> WHAT IS ASKED:
Rewrite the rows below, changing every occurrence of "with one dot" to "with a single dot" and keeping everything else unchanged.

> INPUT MATERIAL:

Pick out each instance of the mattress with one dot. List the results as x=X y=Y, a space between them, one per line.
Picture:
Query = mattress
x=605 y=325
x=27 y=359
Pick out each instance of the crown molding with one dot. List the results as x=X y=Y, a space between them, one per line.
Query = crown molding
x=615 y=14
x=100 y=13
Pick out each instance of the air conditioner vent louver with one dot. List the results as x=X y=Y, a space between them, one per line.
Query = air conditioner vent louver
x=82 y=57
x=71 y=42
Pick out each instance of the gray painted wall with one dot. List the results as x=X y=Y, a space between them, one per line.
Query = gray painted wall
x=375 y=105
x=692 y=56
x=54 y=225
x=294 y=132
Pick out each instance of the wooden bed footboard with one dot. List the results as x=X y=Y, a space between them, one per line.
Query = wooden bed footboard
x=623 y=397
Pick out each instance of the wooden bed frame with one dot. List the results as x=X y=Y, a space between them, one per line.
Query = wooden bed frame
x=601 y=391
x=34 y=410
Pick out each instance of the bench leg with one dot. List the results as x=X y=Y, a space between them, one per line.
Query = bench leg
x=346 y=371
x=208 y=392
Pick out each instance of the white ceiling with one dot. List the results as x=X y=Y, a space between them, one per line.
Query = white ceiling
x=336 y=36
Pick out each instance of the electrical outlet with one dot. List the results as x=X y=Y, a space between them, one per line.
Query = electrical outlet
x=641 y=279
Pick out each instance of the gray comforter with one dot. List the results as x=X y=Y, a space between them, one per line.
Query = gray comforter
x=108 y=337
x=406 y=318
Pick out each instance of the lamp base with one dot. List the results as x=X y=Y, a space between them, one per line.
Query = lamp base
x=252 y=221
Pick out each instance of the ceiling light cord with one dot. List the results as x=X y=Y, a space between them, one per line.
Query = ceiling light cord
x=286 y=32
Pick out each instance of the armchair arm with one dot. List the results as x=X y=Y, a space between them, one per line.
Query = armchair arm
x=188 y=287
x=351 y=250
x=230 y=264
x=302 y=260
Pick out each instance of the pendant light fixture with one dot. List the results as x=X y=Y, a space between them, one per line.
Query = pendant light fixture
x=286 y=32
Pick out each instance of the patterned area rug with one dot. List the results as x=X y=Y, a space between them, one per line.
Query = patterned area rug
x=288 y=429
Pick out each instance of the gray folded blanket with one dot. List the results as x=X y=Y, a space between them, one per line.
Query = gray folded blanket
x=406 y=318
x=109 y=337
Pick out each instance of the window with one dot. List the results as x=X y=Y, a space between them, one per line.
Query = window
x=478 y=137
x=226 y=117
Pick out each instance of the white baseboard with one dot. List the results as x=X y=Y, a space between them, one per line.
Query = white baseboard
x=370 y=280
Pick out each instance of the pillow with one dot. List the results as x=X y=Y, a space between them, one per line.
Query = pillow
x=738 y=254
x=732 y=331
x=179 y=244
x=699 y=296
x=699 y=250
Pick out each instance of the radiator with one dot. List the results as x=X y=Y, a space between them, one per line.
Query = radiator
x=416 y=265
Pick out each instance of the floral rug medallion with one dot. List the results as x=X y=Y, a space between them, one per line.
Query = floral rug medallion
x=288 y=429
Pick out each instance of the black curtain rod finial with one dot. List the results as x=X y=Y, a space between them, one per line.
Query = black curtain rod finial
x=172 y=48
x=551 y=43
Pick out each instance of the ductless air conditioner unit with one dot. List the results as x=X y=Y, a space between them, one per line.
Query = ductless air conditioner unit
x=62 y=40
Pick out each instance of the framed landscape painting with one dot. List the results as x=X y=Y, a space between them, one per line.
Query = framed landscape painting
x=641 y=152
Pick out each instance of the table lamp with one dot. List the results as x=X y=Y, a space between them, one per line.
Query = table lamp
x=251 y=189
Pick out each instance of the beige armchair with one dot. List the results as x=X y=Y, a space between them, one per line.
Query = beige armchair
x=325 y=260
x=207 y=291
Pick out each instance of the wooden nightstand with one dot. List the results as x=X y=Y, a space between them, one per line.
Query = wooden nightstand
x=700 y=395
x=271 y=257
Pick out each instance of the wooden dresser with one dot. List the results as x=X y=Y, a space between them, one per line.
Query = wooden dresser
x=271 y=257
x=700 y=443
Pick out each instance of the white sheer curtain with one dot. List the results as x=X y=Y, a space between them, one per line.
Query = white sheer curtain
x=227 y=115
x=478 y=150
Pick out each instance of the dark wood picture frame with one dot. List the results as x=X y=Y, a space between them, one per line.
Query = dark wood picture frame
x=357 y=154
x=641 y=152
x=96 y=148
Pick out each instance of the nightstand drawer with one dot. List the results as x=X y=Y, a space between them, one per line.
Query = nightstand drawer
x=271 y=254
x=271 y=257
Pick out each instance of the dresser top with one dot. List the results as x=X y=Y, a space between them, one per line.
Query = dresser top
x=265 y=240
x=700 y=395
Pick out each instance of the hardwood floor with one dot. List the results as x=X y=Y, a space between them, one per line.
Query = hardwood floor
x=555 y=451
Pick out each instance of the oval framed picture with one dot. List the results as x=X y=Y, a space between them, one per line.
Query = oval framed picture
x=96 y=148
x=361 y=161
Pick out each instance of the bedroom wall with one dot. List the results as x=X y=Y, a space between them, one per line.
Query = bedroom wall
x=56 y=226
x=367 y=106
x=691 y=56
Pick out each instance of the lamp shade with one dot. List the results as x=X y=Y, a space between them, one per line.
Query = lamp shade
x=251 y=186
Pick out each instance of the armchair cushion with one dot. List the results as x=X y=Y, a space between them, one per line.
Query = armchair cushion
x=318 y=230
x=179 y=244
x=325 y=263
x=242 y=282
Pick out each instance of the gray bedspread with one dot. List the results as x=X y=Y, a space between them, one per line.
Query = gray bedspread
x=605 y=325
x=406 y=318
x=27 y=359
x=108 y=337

> TASK RESPONSE:
Pick out each instance of the mattress with a single dot. List the results as x=X y=Y, a space between them, one per line.
Picture:
Query = mattress
x=605 y=325
x=27 y=359
Pick out each instance of the crown molding with a single dot. List the results as x=X y=Y, a space between them, one per line.
Query = crown molding
x=615 y=14
x=100 y=13
Pick out each instance of the air conditioner vent louver with a single dot. List the results as x=X y=Y, a space between them, one per line.
Query = air conditioner vent louver
x=82 y=57
x=71 y=42
Pick out each instance of the gray painted wall with a single dot. List the results as x=X y=Y, a space between them, one per line.
Query = gray painted wall
x=375 y=105
x=692 y=56
x=54 y=225
x=294 y=132
Pick out each instance of the wooden bed footboard with a single dot. List the results as x=X y=Y, a space between them, one per line.
Query = wooden bed footboard
x=623 y=397
Pick out each instance of the wooden bed frame with a single dot. List the results as x=X y=Y, a space between them, one per line.
Query = wooden bed frame
x=601 y=391
x=34 y=410
Pick out each instance of the bench leg with a single dot. List the results as x=X y=Y, a space between them, one per line.
Query = bench leg
x=346 y=371
x=208 y=392
Pick out each instance of the white ceiling with a single dot. List the results as x=X y=Y, a space between them, one per line.
Query = white ceiling
x=336 y=36
Pick out each instance of the electrical outlet with a single dot. List the results as x=X y=Y, a space between them, one per line.
Query = electrical outlet
x=641 y=279
Pick out each instance of the gray comforter with a single dot. List the results as x=X y=Y, a space between them, one per line.
Query = gray comforter
x=108 y=337
x=406 y=318
Pick out each instance of the lamp base with a single dot. List the results as x=X y=Y, a space between them, one per line.
Query = lamp base
x=252 y=221
Pick out each instance of the ceiling light cord with a single dot. List the results as x=X y=Y, a space between them, one per line.
Query = ceiling light cord
x=286 y=32
Pick out each instance of the armchair arm with a single dot. List the results as x=X y=Y, a space between them, one per line.
Query = armchair arm
x=188 y=287
x=351 y=250
x=230 y=264
x=302 y=260
Pick out each instance of the pendant light fixture with a single dot. List the results as x=X y=Y, a space between them, one per line.
Query = pendant light fixture
x=286 y=32
Pick out each instance of the patterned area rug with a single dot. List the results as x=X y=Y, a space between them, one per line.
Query = patterned area rug
x=288 y=429
Pick out each instance of the gray folded blanket with a single dot. List the results as x=X y=Y, a space between them, one per line.
Query = gray folded blanket
x=406 y=318
x=109 y=337
Pick out each instance of the window with a single dot. List the results as x=X y=Y, a space between them, one per line.
Query = window
x=478 y=137
x=226 y=117
Pick out each instance of the white baseboard with a single dot. List the results as x=X y=Y, a space between them, one per line.
Query = white baseboard
x=370 y=280
Pick out each instance of the pillow with a single dot. List the results as x=X y=Y, a space between them, one per line.
Query = pillow
x=738 y=254
x=732 y=331
x=179 y=244
x=699 y=296
x=699 y=250
Pick out each instance of the radiator with a single dot. List the results as x=X y=Y, a space between them, one per line.
Query = radiator
x=416 y=265
Pick out each instance of the floral rug medallion with a single dot. List the results as x=X y=Y, a space between them, one per line.
Query = floral rug medallion
x=288 y=429
Pick out each instance of the black curtain rod finial with a single dot. List the results as x=X y=Y, a space between them, one per line.
Query = black curtain rod finial
x=172 y=48
x=551 y=43
Pick out each instance of the ductless air conditioner unit with a single dot. List the results as x=X y=Y, a space between them, one per line.
Query = ductless air conditioner unit
x=62 y=40
Pick out each instance of the framed landscape painting with a single dot. List the results as x=X y=Y, a space between them, one per line.
Query = framed landscape painting
x=641 y=152
Pick out each instance of the table lamp with a single dot. List the results as x=X y=Y, a space between them, one per line.
Query = table lamp
x=251 y=189
Pick out each instance of the beige armchair with a single dot. List the results as x=X y=Y, a space between them, one per line.
Query = beige armchair
x=325 y=260
x=207 y=291
Pick out each instance of the wooden nightstand with a single dot. List the results as x=X y=Y, a space between them, one per line.
Query = wooden nightstand
x=700 y=395
x=271 y=257
Pick out each instance of the wooden dresser with a single dot. List the results as x=X y=Y, a space between them, one per line.
Query = wooden dresser
x=271 y=257
x=700 y=443
Pick out each instance of the white sheer curtain with a single dot. List the results as x=X y=Y, a space between them, one per line.
Query = white sheer curtain
x=227 y=115
x=478 y=150
Pick out each instance of the dark wood picture frame with a single dot. List the results as x=X y=Y, a space between them, one per line.
Query = dark wood picture frame
x=357 y=154
x=641 y=152
x=96 y=148
Pick out each instance of the nightstand drawer with a single dot. List the results as x=X y=Y, a space between them, one per line.
Query = nightstand drawer
x=271 y=254
x=271 y=257
Pick out each instance of the dresser top with a single dot. List the results as x=X y=Y, a space between them, one per line.
Query = dresser top
x=265 y=240
x=700 y=395
Pick out each instance of the hardwood floor with a single dot. List the results as x=X y=Y, a space between them, one per line.
Query = hardwood floor
x=555 y=451
Pick out each instance of the oval framed picture with a single dot. List the results as x=X y=Y, a space between them, one per line.
Query = oval framed picture
x=96 y=148
x=361 y=161
Pick out each instance of the bedroom wall with a single dot. List the results as x=X y=Y, a space between them, one per line.
Query = bedroom wall
x=56 y=226
x=367 y=106
x=691 y=56
Pick out each instance of the lamp shade with a single dot. List the results as x=X y=Y, a space between them, one per line.
Query = lamp shade
x=251 y=186
Pick out each instance of the armchair cushion with a single dot. List the results as x=X y=Y, a space between them, one per line.
Query = armchair cushion
x=318 y=230
x=179 y=244
x=325 y=263
x=242 y=282
Pick out each instance of the gray bedspread with a single dot. List the results as x=X y=Y, a space between them, one per line.
Query = gray bedspread
x=605 y=325
x=406 y=318
x=27 y=359
x=108 y=337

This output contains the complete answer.